Task objective :: Every line below must come back exactly as it stands, with the images omitted.
---------- Data extracts
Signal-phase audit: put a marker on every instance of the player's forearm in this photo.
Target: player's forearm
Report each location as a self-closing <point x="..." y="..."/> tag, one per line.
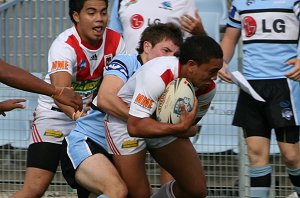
<point x="114" y="106"/>
<point x="21" y="79"/>
<point x="150" y="128"/>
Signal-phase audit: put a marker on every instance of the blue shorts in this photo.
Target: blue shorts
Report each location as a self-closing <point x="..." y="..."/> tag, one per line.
<point x="75" y="149"/>
<point x="281" y="109"/>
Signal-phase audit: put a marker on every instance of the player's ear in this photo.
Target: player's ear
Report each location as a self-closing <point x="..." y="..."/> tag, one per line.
<point x="147" y="46"/>
<point x="76" y="17"/>
<point x="191" y="65"/>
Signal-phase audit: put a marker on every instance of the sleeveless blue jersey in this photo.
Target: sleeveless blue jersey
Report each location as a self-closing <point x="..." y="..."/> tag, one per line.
<point x="91" y="125"/>
<point x="270" y="35"/>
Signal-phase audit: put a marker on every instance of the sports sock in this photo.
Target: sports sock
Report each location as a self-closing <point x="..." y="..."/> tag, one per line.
<point x="166" y="191"/>
<point x="294" y="175"/>
<point x="260" y="178"/>
<point x="103" y="196"/>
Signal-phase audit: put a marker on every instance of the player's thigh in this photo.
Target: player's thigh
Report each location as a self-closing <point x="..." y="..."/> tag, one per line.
<point x="132" y="170"/>
<point x="181" y="160"/>
<point x="258" y="150"/>
<point x="97" y="174"/>
<point x="37" y="180"/>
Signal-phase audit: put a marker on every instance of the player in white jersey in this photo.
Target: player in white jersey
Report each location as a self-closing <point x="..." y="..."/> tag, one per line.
<point x="21" y="79"/>
<point x="131" y="17"/>
<point x="199" y="60"/>
<point x="271" y="64"/>
<point x="85" y="161"/>
<point x="76" y="59"/>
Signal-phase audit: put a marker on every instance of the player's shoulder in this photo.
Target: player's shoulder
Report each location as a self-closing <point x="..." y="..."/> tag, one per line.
<point x="65" y="40"/>
<point x="211" y="89"/>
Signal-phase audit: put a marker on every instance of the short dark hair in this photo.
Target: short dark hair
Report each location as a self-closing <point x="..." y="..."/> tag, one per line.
<point x="76" y="6"/>
<point x="157" y="32"/>
<point x="200" y="48"/>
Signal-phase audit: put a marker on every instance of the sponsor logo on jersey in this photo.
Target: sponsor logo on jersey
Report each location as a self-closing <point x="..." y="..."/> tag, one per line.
<point x="166" y="5"/>
<point x="117" y="66"/>
<point x="82" y="64"/>
<point x="85" y="87"/>
<point x="187" y="103"/>
<point x="130" y="143"/>
<point x="143" y="101"/>
<point x="203" y="107"/>
<point x="286" y="111"/>
<point x="136" y="21"/>
<point x="249" y="2"/>
<point x="130" y="3"/>
<point x="250" y="26"/>
<point x="94" y="57"/>
<point x="59" y="65"/>
<point x="107" y="58"/>
<point x="53" y="133"/>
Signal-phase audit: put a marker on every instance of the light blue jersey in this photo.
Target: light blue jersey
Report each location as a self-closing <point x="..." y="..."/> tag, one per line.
<point x="91" y="125"/>
<point x="270" y="34"/>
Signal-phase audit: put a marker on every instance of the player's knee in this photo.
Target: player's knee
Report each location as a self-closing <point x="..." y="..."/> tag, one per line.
<point x="31" y="192"/>
<point x="118" y="189"/>
<point x="291" y="159"/>
<point x="197" y="191"/>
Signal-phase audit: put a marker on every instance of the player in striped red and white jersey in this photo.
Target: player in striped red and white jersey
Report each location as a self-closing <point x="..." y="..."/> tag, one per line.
<point x="76" y="59"/>
<point x="271" y="63"/>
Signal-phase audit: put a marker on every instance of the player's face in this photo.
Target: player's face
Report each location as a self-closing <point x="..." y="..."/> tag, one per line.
<point x="163" y="48"/>
<point x="92" y="21"/>
<point x="202" y="75"/>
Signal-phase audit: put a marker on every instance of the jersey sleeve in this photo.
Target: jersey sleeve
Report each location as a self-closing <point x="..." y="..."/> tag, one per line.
<point x="114" y="21"/>
<point x="121" y="47"/>
<point x="234" y="19"/>
<point x="297" y="13"/>
<point x="148" y="90"/>
<point x="62" y="59"/>
<point x="204" y="100"/>
<point x="120" y="66"/>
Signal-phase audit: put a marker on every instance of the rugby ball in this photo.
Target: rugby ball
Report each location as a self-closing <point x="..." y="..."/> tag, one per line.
<point x="177" y="91"/>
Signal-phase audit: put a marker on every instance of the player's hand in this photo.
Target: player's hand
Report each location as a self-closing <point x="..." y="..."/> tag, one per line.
<point x="294" y="74"/>
<point x="224" y="74"/>
<point x="67" y="96"/>
<point x="191" y="24"/>
<point x="187" y="118"/>
<point x="192" y="131"/>
<point x="11" y="104"/>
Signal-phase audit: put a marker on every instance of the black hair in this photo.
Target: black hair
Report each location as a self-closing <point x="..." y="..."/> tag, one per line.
<point x="157" y="32"/>
<point x="200" y="48"/>
<point x="76" y="6"/>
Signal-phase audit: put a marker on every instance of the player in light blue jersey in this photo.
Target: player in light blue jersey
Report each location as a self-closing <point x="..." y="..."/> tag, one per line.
<point x="85" y="162"/>
<point x="271" y="63"/>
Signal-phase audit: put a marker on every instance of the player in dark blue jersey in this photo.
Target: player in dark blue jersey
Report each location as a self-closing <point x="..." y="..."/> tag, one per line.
<point x="271" y="64"/>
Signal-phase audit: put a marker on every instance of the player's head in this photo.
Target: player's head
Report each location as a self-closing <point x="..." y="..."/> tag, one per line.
<point x="90" y="18"/>
<point x="161" y="39"/>
<point x="202" y="58"/>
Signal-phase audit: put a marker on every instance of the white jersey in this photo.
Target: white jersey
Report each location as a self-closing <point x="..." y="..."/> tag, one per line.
<point x="142" y="92"/>
<point x="144" y="88"/>
<point x="85" y="63"/>
<point x="131" y="17"/>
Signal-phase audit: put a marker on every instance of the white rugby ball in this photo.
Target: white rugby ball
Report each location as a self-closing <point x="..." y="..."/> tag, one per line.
<point x="177" y="91"/>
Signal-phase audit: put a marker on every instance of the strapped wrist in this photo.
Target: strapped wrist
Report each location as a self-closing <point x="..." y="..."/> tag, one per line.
<point x="57" y="92"/>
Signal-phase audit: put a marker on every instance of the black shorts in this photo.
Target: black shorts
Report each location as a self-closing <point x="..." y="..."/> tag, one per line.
<point x="261" y="117"/>
<point x="66" y="164"/>
<point x="44" y="155"/>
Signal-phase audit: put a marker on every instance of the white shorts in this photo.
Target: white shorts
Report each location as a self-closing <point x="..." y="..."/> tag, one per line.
<point x="50" y="126"/>
<point x="121" y="143"/>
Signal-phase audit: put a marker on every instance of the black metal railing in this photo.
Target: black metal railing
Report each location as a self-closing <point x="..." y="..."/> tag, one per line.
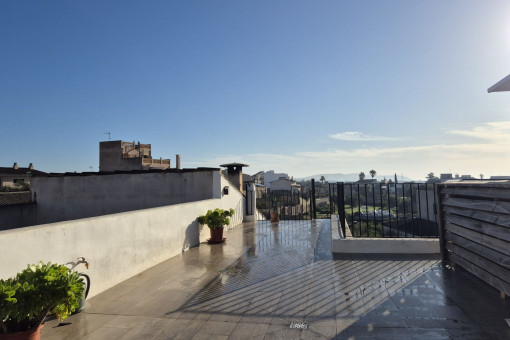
<point x="290" y="205"/>
<point x="385" y="209"/>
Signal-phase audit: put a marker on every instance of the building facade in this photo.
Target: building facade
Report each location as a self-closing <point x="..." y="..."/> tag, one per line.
<point x="125" y="156"/>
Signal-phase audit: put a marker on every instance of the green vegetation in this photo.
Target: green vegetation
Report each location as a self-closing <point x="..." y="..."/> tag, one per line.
<point x="216" y="218"/>
<point x="26" y="299"/>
--------------------
Answer ::
Signal-phase audit: put a marker on every instance of the player's forearm in this photo.
Target: player's forearm
Report each location as a self-closing <point x="..." y="..."/> tag, one per line.
<point x="114" y="106"/>
<point x="21" y="79"/>
<point x="150" y="128"/>
Signal-phase audit: put a marker on every instance of the blue shorts in this photo.
Target: blue shorts
Report each location as a self-closing <point x="..." y="..."/> tag, one per line.
<point x="75" y="149"/>
<point x="281" y="109"/>
Signal-phase audit: put a marker on every instance of the player's ear in this photo.
Target: player's ear
Report each location as a self-closing <point x="..." y="..."/> tag, one per line.
<point x="147" y="46"/>
<point x="76" y="17"/>
<point x="191" y="65"/>
Signal-phase audit: put a marker on every instance of the sleeveless blue jersey in this photo.
Target: sleeveless blue jersey
Report each location as a self-closing <point x="..." y="..."/> tag, one per line.
<point x="91" y="125"/>
<point x="270" y="35"/>
Signal-phase audit: put a marker on every instance of the sports sock in this photo.
Target: sports sock
Report each location as a self-closing <point x="..." y="..."/> tag, one per line.
<point x="166" y="191"/>
<point x="294" y="175"/>
<point x="260" y="178"/>
<point x="103" y="196"/>
Signal-phase audit: put a marker on every instance of the player's thigh in this photo.
Target: player's thigh
Report each location as a self-closing <point x="..." y="..."/> tag, one per line.
<point x="132" y="170"/>
<point x="181" y="160"/>
<point x="258" y="150"/>
<point x="97" y="174"/>
<point x="37" y="180"/>
Signal-phase audit: put a marker on every instance of the player in white jersey in this photo.
Target: player in white jersey
Report each location as a self-closing <point x="..." y="..."/> tag, one per line.
<point x="21" y="79"/>
<point x="131" y="17"/>
<point x="199" y="60"/>
<point x="271" y="64"/>
<point x="85" y="161"/>
<point x="76" y="59"/>
Signal-phase audit: put a marker on every instance of the player's shoulder in this photo.
Target: player's shoulder
Report each location as a self-closing <point x="..." y="..."/> tag, one per line.
<point x="65" y="40"/>
<point x="211" y="89"/>
Signal-phase audit: put a marker on every instance of the short dark hair in this photo.
Target: short dark hair
Report each location as a self-closing <point x="..." y="..."/> tag, one per line.
<point x="76" y="6"/>
<point x="157" y="32"/>
<point x="200" y="48"/>
Signal-phase audit: put a marker on every instance of the sponsor logo on jersey in this photo.
Target: sponsor logo on jersey
Report each location as a self-closing <point x="..." y="..."/> tag, one per line.
<point x="166" y="5"/>
<point x="117" y="66"/>
<point x="82" y="64"/>
<point x="85" y="87"/>
<point x="187" y="103"/>
<point x="130" y="143"/>
<point x="143" y="101"/>
<point x="203" y="107"/>
<point x="286" y="111"/>
<point x="136" y="21"/>
<point x="249" y="2"/>
<point x="130" y="3"/>
<point x="250" y="26"/>
<point x="94" y="57"/>
<point x="59" y="65"/>
<point x="107" y="58"/>
<point x="53" y="133"/>
Signal-phase audit: put a marker on every instance of the light blue jersey in this photo.
Target: light blue jersey
Report each location as a self-closing <point x="..." y="..."/> tag, one per line.
<point x="91" y="125"/>
<point x="270" y="34"/>
Signal-phase audit: put a marker on every instance of the player's knee in this photo.
Target: player's knee
Report each location as a self-closing <point x="..." y="..."/> tag, one per line.
<point x="31" y="192"/>
<point x="118" y="189"/>
<point x="291" y="159"/>
<point x="197" y="191"/>
Signal-phase audit: put a marker on every instance of the player in striped red and white jersey in this photo.
Target: player in striped red and white jersey
Report each location as a self-closing <point x="..." y="..."/> tag, one per line.
<point x="76" y="59"/>
<point x="271" y="63"/>
Signal-phase audit: put a marker on every instance of the player's face in this photo.
Target: player's face
Report each location as a self-closing <point x="..." y="..."/> tag, one per line.
<point x="163" y="48"/>
<point x="92" y="21"/>
<point x="202" y="75"/>
Signal-phase audit: put a marker on every instance of the jersey sleeve in this photo.
Target: jersey sleeve
Report each location as a self-closing <point x="..." y="..."/> tag, one per line.
<point x="114" y="21"/>
<point x="121" y="47"/>
<point x="234" y="19"/>
<point x="297" y="13"/>
<point x="148" y="90"/>
<point x="62" y="59"/>
<point x="204" y="100"/>
<point x="120" y="66"/>
Signal-phase audit: put a marker on every instance of the rugby ball in this photo.
Target: rugby ball
Report each location as a self-closing <point x="..." y="..."/> tag, one per line.
<point x="177" y="91"/>
Signal-phase audit: put a marker on every instance of the player's hand in this photo.
Target: player's hand
Report each location as a self-closing <point x="..." y="..."/> tag, one per line.
<point x="294" y="74"/>
<point x="224" y="74"/>
<point x="67" y="96"/>
<point x="191" y="24"/>
<point x="187" y="118"/>
<point x="192" y="131"/>
<point x="11" y="104"/>
Signal-phase audit: put a marker on every instance of the black hair in this photo.
Target: black hair
Report each location as a self-closing <point x="..." y="..."/> tag, one per line.
<point x="157" y="32"/>
<point x="200" y="48"/>
<point x="76" y="6"/>
Signal-phase audit: put a marker on every instance of the player in light blue jersey in this photo.
Target: player in light blue jersey
Report each location as a self-closing <point x="..." y="..."/> tag, one per line.
<point x="85" y="162"/>
<point x="271" y="63"/>
Signal-phase audit: put a marker on every instance of the player in dark blue jersey in this photo.
Target: player in dark blue jersey
Report each location as a self-closing <point x="..." y="..."/> tag, one per line.
<point x="271" y="64"/>
Signal-phase audit: put a marker on every instance of the player's head in this photo.
Target: player's head
Report each location as a self-closing <point x="..." y="..."/> tag, one per line.
<point x="90" y="18"/>
<point x="161" y="39"/>
<point x="202" y="58"/>
Signal-phase audit: put a marker on every instance of the white jersey in this photo.
Target: white jersey
Report each location as a self-closing <point x="..." y="..."/> tag, one per line.
<point x="142" y="92"/>
<point x="144" y="88"/>
<point x="85" y="63"/>
<point x="131" y="17"/>
Signal-phase audit: put a marker on every instance of the white rugby ball in this photo.
Target: white rugby ball
Report each location as a self-closing <point x="..." y="..."/> tag, one per line.
<point x="177" y="91"/>
Signal-phase audit: put a marker on every instance of the strapped wrist in this photo.
Target: strapped wrist
Report each location as a self-closing <point x="..." y="..."/> tag, one per line.
<point x="57" y="92"/>
Signal-phase audit: put a marker on every instance of the black shorts in this photo.
Target: black shorts
Report each location as a self-closing <point x="..." y="..."/> tag, one per line.
<point x="261" y="117"/>
<point x="66" y="164"/>
<point x="44" y="155"/>
Signal-phase audit: put a marker on every instance of the white shorts in this photo.
Target: white shorts
Report each location as a self-closing <point x="..." y="..."/> tag, one per line.
<point x="50" y="126"/>
<point x="121" y="143"/>
Signal-phase audit: put a marker on every instance of the black metal railing in this photo.
Target: black metal railing
Report each location as a self-closing <point x="..." y="..."/> tag, one per line.
<point x="290" y="205"/>
<point x="385" y="209"/>
Signal-phase audit: put a marker on every instance of the building facade in this photo.
Target: building facade
Report each location as a self-closing <point x="..." y="..."/> tag, one per line.
<point x="125" y="156"/>
Signal-phase audit: put a marker on every instance of the green vegetation in this photo.
Target: green vegetation
Report each location as a self-closing <point x="..." y="..."/> tag, one per line.
<point x="216" y="218"/>
<point x="26" y="299"/>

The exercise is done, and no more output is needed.